Task directions: Type out each entry exactly.

== Dataset records ==

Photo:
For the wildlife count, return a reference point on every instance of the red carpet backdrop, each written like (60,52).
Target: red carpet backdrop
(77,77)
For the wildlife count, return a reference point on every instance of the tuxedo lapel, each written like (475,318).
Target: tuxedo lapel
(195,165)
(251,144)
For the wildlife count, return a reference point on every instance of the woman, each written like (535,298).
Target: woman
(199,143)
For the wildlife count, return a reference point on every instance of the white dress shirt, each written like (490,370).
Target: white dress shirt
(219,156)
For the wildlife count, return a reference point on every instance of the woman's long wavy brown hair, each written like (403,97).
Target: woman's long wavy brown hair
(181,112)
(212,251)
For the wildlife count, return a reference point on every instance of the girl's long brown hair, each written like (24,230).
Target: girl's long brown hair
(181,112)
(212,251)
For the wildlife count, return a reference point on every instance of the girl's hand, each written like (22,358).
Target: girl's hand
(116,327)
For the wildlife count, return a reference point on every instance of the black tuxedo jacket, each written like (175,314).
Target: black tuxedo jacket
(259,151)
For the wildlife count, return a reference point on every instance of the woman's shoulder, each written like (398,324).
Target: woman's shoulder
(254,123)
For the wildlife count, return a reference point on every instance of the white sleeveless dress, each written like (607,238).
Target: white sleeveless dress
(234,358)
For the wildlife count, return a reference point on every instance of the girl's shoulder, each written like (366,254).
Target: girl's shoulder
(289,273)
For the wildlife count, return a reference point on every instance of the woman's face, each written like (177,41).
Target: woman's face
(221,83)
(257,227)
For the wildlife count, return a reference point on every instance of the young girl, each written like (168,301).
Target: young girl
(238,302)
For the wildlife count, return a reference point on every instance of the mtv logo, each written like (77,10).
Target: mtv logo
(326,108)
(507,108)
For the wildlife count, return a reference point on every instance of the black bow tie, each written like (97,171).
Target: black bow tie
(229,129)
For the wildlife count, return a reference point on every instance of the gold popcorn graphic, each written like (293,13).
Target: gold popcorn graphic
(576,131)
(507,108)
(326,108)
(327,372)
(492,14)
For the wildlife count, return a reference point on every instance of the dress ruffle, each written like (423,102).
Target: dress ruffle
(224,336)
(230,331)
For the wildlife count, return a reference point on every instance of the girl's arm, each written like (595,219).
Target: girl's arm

===

Exercise response:
Photo:
For the wildlife count, return a reference point on every instance of the red carpet backdrop, each written like (60,52).
Target: red carpet backdrop
(77,77)
For the wildlife count, return a reference point on every instance of the tuxedo lapel, each written like (475,318).
Target: tuxedo lapel
(195,165)
(251,144)
For the wildlife count, return a reference point on every instance of the woman, each written like (535,298).
Target: woman
(199,143)
For the wildlife count, return a reference point on every instance of the white dress shirt, each written like (490,370).
Target: white dress shirt
(219,156)
For the wildlife count, return a reference point on every instance of the woman's long wavy brown hair, each written like (403,97).
Target: woman's long wavy brown hair
(181,112)
(212,251)
For the wildlife count, return a reference point on every instance of the girl's long brown hair, each written like (24,230).
Target: girl's long brown hair
(181,112)
(212,251)
For the wildlife count, return a reference point on every instance of the girl's hand, each written like (22,358).
Target: girl's hand
(116,327)
For the wildlife count, return a reference point on every instance of the black tuxedo jacket, each written like (175,314).
Target: black tuxedo jacket
(259,151)
For the wildlife count, return a reference point on every instance of the woman's shoulder, each written like (398,324).
Target: woman's shoulder
(254,123)
For the wildlife count, return a reference point on every instance of the white sleeveless dress, each written like (607,238).
Target: white sleeveless dress
(234,358)
For the wildlife count, return a reference point on every instance of the girl's shoulder, each written like (366,254).
Target: girl's shoulder
(289,273)
For the wildlife count, return a reference point on every instance of the woman's face, each written like (177,41).
Target: woman's face
(221,83)
(257,227)
For the wildlife count, return a reference point on every instance of the young girl, each written like (168,301).
Target: young girl
(238,302)
For the wildlife count, return a reference point on every instance of the mtv logo, each written like (77,10).
Target: mtv logo
(326,108)
(507,108)
For the wildlife count, return a reference point on every instance of the black bow tie, each written like (97,171).
Target: black bow tie
(229,129)
For the wildlife count, return a reference point on every instance of the gold popcorn graphic, each written like (293,13).
Target: gold popcorn graphic
(576,131)
(507,108)
(326,108)
(327,372)
(492,14)
For the wildlife count, return a reference point on every instance of the dress ruffle, each written like (423,102).
Target: dress ruffle
(224,336)
(230,331)
For the wildlife count, return a reference point on every instance of the girl's arm, each written like (595,219).
Target: girl's arm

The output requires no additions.